■ What is expected ■
Identify every line in the rows below that contains the word "purple", and copy each of those lines.

▼

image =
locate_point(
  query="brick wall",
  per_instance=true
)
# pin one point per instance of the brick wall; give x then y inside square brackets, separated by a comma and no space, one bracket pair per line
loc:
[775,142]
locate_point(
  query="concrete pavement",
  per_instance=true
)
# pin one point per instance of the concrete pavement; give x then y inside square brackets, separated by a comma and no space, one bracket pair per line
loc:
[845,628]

▲
▼

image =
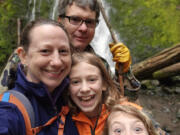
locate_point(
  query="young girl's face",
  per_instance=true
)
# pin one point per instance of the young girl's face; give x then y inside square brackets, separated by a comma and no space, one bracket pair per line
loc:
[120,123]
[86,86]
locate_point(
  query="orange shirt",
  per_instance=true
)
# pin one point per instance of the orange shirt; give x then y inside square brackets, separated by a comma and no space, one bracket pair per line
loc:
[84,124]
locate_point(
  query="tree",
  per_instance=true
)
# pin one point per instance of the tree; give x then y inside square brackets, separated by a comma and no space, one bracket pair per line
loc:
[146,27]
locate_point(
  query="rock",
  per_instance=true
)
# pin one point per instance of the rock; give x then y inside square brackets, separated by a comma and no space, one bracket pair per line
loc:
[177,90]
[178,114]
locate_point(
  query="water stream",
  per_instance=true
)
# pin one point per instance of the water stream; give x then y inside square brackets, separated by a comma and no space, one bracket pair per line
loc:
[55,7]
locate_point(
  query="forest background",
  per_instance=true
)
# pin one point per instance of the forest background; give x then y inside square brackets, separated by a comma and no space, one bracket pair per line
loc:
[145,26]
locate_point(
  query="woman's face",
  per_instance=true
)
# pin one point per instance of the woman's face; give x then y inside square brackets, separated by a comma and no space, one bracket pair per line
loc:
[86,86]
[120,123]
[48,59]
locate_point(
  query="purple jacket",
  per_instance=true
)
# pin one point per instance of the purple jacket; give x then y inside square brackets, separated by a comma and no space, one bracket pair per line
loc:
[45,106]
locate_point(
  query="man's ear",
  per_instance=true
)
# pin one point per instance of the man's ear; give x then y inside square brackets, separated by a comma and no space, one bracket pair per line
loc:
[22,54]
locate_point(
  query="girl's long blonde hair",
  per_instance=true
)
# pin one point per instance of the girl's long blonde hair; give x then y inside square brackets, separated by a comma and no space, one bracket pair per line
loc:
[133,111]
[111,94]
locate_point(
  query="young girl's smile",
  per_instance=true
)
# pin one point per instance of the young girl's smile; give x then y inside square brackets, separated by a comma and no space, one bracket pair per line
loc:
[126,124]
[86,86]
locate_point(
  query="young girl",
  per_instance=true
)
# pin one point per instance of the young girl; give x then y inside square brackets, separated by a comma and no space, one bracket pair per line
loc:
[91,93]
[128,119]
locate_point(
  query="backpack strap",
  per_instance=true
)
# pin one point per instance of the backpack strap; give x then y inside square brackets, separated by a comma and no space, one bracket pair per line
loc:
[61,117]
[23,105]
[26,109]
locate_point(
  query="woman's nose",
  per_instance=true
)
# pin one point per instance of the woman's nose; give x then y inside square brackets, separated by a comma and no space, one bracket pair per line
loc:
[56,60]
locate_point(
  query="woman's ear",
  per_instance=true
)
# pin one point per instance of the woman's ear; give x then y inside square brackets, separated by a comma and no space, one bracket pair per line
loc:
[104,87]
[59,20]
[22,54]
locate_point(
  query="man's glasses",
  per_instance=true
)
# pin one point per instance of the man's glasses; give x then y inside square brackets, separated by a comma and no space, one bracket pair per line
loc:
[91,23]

▲

■ Reply to the task ■
  query="purple jacket",
# pin one point per instance of the purple jacket; give x then y inside square brackets, separated by a comma and no space, one bracket pair per line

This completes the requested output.